## YOUR OBJECTIVE
The output should match, line for line, the records from the line containing "the bob haircut" through the line containing "brown hair shown", with every picture left out.
======== DATA SUPPLIED ========
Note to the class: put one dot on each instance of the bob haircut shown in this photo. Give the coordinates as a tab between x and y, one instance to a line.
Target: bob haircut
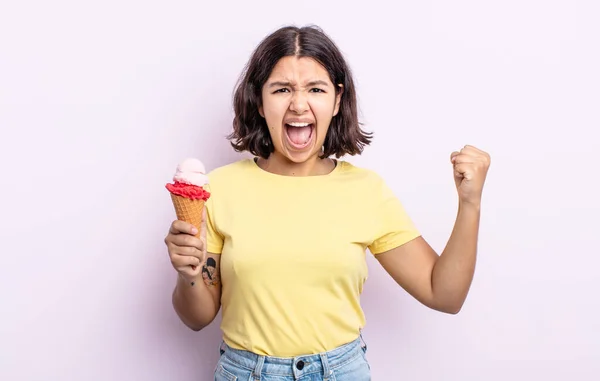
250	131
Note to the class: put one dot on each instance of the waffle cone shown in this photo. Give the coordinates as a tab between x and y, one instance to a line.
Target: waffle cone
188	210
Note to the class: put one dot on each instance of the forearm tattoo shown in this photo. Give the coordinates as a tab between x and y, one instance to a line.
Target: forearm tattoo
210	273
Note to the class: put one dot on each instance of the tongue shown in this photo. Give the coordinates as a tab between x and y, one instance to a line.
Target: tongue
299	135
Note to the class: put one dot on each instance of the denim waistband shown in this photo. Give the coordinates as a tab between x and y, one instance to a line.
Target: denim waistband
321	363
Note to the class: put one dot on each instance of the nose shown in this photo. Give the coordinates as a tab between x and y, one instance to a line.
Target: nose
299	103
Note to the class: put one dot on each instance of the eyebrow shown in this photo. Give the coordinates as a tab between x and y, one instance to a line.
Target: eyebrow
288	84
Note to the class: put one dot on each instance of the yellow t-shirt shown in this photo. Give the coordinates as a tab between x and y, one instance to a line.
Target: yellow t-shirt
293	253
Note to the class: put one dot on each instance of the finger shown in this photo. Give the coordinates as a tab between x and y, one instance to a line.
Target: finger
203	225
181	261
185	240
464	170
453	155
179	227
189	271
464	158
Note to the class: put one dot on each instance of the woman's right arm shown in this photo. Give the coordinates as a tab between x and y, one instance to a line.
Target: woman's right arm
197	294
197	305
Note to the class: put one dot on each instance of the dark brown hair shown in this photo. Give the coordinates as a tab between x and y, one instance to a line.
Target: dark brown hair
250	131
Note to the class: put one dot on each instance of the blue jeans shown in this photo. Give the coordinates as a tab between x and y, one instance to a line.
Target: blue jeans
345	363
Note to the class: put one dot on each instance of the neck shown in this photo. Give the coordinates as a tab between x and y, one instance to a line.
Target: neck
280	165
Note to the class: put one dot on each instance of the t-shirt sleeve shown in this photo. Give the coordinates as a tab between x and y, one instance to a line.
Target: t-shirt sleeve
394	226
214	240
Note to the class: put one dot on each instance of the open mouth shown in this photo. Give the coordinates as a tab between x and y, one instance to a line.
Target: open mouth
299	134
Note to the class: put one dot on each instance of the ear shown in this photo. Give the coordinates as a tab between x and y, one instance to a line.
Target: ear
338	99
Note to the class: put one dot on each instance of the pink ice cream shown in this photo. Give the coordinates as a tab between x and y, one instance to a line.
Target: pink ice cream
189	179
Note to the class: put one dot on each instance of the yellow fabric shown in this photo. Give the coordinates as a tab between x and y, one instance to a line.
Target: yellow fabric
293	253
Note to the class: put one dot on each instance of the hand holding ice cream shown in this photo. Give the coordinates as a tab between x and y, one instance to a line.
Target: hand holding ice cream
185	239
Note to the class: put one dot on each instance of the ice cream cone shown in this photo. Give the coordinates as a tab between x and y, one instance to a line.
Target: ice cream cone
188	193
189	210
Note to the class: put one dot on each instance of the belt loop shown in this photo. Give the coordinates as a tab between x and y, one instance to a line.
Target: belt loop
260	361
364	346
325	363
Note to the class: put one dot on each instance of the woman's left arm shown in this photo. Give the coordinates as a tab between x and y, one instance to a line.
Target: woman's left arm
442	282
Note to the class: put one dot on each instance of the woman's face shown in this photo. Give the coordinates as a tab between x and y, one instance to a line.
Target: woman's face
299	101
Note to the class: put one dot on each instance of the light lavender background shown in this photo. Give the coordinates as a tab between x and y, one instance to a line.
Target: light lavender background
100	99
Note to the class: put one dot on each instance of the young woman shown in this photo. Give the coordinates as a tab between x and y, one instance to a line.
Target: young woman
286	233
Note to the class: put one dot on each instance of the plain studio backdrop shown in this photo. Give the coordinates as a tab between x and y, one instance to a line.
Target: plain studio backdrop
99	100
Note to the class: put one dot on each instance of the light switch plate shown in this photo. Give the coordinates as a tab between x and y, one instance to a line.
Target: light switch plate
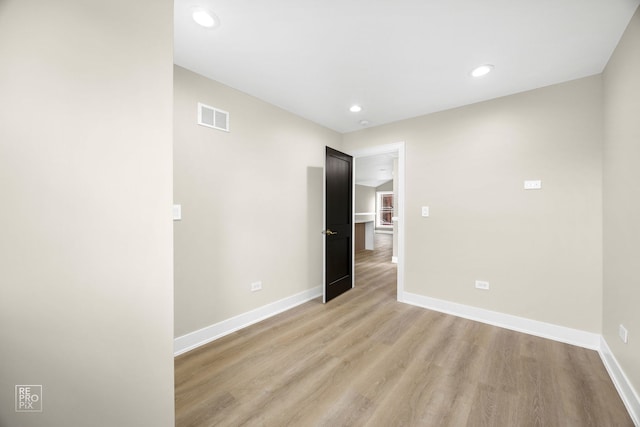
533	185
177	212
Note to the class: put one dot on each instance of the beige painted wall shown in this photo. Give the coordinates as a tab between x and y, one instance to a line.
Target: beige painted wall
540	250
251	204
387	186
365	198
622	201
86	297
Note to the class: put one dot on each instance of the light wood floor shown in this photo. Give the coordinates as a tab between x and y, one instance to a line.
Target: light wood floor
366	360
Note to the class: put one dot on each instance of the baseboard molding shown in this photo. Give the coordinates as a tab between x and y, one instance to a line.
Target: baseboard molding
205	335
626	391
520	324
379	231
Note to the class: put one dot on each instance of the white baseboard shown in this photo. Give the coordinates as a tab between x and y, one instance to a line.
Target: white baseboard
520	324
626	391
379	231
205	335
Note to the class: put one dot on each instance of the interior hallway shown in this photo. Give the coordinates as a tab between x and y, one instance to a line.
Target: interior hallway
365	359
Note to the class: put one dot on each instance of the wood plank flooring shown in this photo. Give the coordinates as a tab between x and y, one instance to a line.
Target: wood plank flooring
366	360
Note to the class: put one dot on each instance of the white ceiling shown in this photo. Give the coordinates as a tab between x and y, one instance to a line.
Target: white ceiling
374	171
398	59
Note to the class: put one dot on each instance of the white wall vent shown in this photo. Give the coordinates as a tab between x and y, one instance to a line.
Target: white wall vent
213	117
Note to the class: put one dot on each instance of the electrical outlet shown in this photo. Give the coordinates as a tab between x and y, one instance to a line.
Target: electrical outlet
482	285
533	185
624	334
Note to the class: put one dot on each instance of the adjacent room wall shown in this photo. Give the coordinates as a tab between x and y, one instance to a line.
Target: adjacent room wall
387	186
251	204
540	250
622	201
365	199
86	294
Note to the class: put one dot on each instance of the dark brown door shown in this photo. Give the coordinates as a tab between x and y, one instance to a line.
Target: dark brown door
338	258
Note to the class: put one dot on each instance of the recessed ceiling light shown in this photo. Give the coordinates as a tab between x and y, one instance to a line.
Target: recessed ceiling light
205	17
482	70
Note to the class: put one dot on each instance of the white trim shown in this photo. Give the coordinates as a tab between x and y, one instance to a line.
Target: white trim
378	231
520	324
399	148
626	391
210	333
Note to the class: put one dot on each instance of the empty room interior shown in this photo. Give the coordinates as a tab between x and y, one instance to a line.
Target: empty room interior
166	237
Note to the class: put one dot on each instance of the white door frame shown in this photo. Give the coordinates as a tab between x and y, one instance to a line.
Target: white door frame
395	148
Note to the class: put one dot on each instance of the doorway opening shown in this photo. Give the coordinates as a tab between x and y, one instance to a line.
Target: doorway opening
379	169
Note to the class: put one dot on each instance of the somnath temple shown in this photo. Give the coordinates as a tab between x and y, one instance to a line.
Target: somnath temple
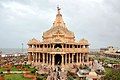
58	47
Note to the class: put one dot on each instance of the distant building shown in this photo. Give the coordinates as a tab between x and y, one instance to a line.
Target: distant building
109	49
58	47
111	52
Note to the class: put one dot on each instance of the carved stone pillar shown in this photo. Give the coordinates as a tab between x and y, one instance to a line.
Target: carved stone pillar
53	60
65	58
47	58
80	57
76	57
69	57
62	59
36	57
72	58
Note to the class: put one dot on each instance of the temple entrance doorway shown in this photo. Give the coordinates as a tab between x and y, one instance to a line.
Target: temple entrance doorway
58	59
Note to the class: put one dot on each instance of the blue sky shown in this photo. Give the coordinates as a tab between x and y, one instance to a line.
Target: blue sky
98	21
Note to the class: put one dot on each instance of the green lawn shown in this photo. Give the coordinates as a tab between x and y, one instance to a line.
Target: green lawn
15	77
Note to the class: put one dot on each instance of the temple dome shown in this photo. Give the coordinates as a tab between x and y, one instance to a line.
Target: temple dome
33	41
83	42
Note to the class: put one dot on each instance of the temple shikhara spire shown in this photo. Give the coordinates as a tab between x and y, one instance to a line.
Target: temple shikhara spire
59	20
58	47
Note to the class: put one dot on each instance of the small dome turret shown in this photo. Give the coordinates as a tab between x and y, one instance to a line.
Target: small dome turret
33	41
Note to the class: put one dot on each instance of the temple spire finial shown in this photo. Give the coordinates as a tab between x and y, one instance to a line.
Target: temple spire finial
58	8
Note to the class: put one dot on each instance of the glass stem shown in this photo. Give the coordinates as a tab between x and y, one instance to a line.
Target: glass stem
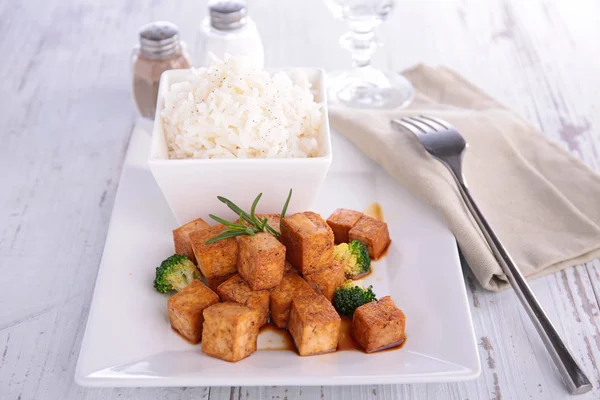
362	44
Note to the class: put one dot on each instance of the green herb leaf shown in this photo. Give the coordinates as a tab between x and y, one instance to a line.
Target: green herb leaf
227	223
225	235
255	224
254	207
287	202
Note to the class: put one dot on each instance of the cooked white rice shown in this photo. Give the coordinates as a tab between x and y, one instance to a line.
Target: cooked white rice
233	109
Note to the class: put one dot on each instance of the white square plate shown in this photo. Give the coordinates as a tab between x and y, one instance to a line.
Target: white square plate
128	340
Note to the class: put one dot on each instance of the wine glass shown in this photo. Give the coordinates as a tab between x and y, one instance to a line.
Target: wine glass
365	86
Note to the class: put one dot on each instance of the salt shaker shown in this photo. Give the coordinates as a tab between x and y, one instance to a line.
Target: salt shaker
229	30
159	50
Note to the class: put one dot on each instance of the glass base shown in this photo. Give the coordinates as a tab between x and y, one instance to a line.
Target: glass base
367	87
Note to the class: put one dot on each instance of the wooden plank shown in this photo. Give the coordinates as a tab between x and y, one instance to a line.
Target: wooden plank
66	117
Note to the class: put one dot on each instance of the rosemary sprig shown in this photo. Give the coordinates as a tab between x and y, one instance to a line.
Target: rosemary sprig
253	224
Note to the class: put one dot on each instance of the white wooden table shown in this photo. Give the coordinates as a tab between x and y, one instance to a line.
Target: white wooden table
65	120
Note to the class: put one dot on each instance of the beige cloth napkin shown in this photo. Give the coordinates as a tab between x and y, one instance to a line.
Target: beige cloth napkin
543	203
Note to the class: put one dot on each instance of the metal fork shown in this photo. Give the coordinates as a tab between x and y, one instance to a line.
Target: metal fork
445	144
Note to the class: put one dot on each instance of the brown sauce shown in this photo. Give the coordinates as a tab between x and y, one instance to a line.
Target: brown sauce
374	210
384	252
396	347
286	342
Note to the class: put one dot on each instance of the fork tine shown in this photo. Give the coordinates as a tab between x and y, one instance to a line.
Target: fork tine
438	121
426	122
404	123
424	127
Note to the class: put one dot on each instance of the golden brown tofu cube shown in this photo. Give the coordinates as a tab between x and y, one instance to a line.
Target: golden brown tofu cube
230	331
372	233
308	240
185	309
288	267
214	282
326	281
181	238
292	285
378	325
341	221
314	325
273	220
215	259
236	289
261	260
========
======== DATA SUPPLIED ========
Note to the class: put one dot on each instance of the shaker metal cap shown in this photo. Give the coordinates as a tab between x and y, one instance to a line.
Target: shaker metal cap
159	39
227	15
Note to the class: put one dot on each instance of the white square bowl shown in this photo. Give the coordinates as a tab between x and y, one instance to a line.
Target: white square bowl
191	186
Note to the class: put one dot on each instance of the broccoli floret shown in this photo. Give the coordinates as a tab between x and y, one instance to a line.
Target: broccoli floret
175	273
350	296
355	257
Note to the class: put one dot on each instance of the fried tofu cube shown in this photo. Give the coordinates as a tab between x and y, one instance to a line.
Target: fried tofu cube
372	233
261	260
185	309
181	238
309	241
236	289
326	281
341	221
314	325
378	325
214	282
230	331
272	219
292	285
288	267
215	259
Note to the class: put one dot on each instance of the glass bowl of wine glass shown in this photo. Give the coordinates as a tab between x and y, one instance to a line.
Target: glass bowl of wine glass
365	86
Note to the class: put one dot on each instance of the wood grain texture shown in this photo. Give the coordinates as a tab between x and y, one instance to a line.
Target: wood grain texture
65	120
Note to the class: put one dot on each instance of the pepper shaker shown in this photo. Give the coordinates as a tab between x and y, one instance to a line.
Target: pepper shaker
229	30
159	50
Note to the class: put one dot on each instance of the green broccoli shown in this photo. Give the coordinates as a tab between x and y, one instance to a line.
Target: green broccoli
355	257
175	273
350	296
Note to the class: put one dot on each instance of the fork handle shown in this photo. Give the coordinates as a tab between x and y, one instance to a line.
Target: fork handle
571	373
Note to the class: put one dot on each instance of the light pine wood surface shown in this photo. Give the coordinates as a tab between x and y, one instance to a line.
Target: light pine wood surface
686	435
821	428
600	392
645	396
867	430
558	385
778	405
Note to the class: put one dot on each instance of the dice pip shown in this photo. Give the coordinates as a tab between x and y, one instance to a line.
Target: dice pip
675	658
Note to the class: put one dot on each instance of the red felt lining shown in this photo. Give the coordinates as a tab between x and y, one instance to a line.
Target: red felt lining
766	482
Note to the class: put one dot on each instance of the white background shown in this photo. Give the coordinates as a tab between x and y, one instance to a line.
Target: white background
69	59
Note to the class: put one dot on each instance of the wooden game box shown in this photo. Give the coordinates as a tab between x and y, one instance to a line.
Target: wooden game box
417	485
========
======== DATA SUPPLIED ========
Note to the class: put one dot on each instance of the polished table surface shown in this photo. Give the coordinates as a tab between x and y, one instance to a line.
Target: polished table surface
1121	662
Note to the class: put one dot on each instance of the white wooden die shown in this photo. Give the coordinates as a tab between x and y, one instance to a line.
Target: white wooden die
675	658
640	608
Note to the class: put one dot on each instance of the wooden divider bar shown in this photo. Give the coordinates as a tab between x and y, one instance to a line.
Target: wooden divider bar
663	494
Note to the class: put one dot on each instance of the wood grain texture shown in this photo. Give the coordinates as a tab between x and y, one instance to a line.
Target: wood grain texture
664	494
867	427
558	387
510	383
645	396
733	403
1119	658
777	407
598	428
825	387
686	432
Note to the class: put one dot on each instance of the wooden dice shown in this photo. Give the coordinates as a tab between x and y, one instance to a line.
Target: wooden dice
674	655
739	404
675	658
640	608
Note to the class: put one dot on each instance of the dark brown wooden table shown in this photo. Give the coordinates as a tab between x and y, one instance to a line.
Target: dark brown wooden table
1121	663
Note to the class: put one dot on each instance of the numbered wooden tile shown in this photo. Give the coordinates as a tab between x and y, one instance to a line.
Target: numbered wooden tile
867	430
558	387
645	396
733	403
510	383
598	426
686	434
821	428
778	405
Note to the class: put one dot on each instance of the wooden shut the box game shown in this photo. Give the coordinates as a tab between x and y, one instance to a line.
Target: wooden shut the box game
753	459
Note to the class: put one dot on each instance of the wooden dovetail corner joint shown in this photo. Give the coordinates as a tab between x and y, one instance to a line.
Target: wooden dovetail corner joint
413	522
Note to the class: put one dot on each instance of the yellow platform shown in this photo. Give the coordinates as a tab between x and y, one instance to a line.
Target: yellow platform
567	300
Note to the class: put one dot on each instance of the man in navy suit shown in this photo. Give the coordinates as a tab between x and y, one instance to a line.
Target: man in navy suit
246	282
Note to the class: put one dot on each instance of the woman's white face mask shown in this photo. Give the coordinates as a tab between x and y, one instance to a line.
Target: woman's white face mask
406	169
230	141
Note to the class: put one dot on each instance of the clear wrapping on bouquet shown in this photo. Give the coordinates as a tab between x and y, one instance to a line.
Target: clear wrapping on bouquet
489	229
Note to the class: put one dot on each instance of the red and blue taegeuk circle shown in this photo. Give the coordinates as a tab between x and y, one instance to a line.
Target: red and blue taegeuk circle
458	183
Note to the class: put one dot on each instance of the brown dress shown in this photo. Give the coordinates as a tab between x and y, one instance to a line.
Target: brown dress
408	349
========
## RESPONSE FOR THIS EXERCISE
Note to the class: put one dot on each instance of the bob haircut shown in this photo. Give the coordinates as a tab between x and y, one instance to a line.
Target: bob haircut
250	131
Note to the class: put one dot on each instance of the waffle cone shown in this photo. Give the coordinates as a tab between x and y, one instance to a line.
Target: waffle cone
188	210
Note to the class: put one dot on each instance of the forearm tattoo shown in this photo. Give the coordinates as a tab between x and y, one instance to a line.
Target: forearm tattoo
210	273
Note to the class: put one dot on each instance of the tongue shown in this photo. Give the coordinates as a tab between x and y, one instance to a line.
Target: tongue
299	135
Note to the class: put one dot on each instance of the denim waistband shown in this photo. Give the coordinates as a tab between x and y, one instance to a line.
Target: denim waistband
321	363
Note to the class: put one dot on each instance of the nose shown in this photo. Give the coordinates as a tab between x and y, one instance to a line.
Target: nose
299	103
Note to the class: put one dot on each instance of the eyebrow shown in this photo. Give the coordinates as a tab between x and y, one instance to a line.
Target: eyebrow
288	84
Note to the class: put one dot on each instance of the yellow t-shirt shown in this photo. Give the coordinates as a tab between x and y, one instance to a line.
Target: yellow t-shirt
293	253
Note to the class: put one dot on each instance of the finger shown in this photo. Give the coordinates as a tab between x and y, one instance to a line.
Target: finger
203	225
181	261
185	240
464	170
453	155
179	227
189	271
464	158
Note to the class: put one dot on each instance of the woman's right arm shown in this photo. Give the coordinates as a tab between x and y, one instance to a line.
Target: woman's right arm
197	294
197	305
Note to the class: put one dot on each instance of the dark brown hair shown in this photo. Give the coordinates as a tab between x and y, one instance to a line.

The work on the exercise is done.